## What the exercise asks
If a record holds a picture, drop the picture and return the rest of the record word for word.

####

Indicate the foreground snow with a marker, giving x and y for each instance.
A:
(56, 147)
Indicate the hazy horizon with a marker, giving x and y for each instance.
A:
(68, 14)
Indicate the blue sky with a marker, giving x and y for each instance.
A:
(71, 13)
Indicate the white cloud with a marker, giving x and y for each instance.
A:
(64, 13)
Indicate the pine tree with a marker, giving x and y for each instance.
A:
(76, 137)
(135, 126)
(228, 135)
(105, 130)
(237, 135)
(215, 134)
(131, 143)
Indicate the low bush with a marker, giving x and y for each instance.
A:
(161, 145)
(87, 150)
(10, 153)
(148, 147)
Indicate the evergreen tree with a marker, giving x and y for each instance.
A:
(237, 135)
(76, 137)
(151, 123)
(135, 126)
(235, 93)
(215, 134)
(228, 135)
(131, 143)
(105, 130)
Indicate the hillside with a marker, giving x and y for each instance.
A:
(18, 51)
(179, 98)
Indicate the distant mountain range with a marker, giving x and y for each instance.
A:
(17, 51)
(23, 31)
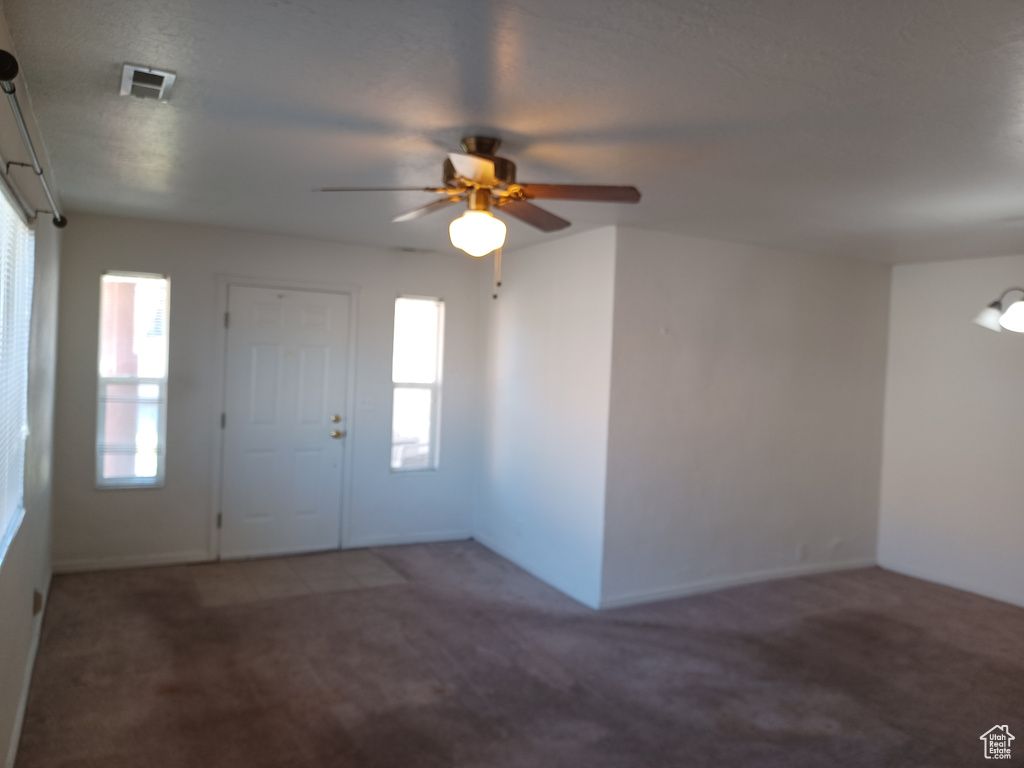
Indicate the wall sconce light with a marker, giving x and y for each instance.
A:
(995, 317)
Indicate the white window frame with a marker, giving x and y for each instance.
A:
(156, 481)
(433, 460)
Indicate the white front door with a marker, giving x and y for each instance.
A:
(285, 402)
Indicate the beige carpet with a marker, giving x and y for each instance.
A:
(449, 655)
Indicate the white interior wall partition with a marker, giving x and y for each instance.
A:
(745, 418)
(548, 379)
(952, 489)
(117, 527)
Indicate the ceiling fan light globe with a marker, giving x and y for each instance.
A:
(1013, 318)
(477, 232)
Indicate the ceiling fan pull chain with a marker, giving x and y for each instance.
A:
(498, 271)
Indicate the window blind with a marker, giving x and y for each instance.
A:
(16, 270)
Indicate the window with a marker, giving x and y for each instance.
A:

####

## Solution for this task
Indicate the foreground snow with a marker, giving x and y for each instance.
A:
(56, 147)
Indicate the hazy horizon with a marker, giving x and y for each instance.
A:
(68, 14)
Indicate the blue sky with a marker, giving x and y for each instance.
A:
(71, 13)
Indicate the white cloud with a marker, giving x and y for each instance.
A:
(64, 13)
Indicate the pine tree with a marker, giving x and y for each instance.
A:
(76, 137)
(135, 126)
(228, 135)
(105, 130)
(237, 135)
(215, 134)
(131, 143)
Indicate the low bush with a marker, giving x and y for each instance.
A:
(161, 145)
(87, 150)
(10, 153)
(148, 147)
Indicate the evergreen tree with a marker, giving x and y for each instance.
A:
(237, 135)
(76, 137)
(151, 123)
(135, 126)
(235, 93)
(215, 134)
(228, 135)
(131, 143)
(105, 130)
Indicate the hillside with a marker, giving x and y for each instance.
A:
(18, 51)
(179, 98)
Indicate the distant mountain range with a marker, giving x and y for each instance.
A:
(17, 51)
(23, 31)
Indicate the wall sconce light with a marker, giving x and y for each instance.
A:
(995, 317)
Indicate the white window frame with a marker, giving x and y for each instance.
A:
(156, 481)
(433, 460)
Indicate the white front door with a marker, giving x and y for each instance.
A:
(285, 402)
Indicate the beige carpet with a marker, giving x and y for each instance.
A:
(449, 655)
Indicate the white interior wall partition with a marker, giving x and y for each instance.
A:
(745, 418)
(548, 379)
(952, 489)
(117, 527)
Indicate the ceiling fan light globe with a marker, giving x and y for each instance.
A:
(1013, 318)
(477, 232)
Indicate the ceiling fan pull chain with a marker, giving x and y for each instance.
A:
(498, 271)
Indicate the window blind with a marker, giving x and y for each instance.
A:
(16, 270)
Indicate the window with a marker, giving x and y for each instance.
A:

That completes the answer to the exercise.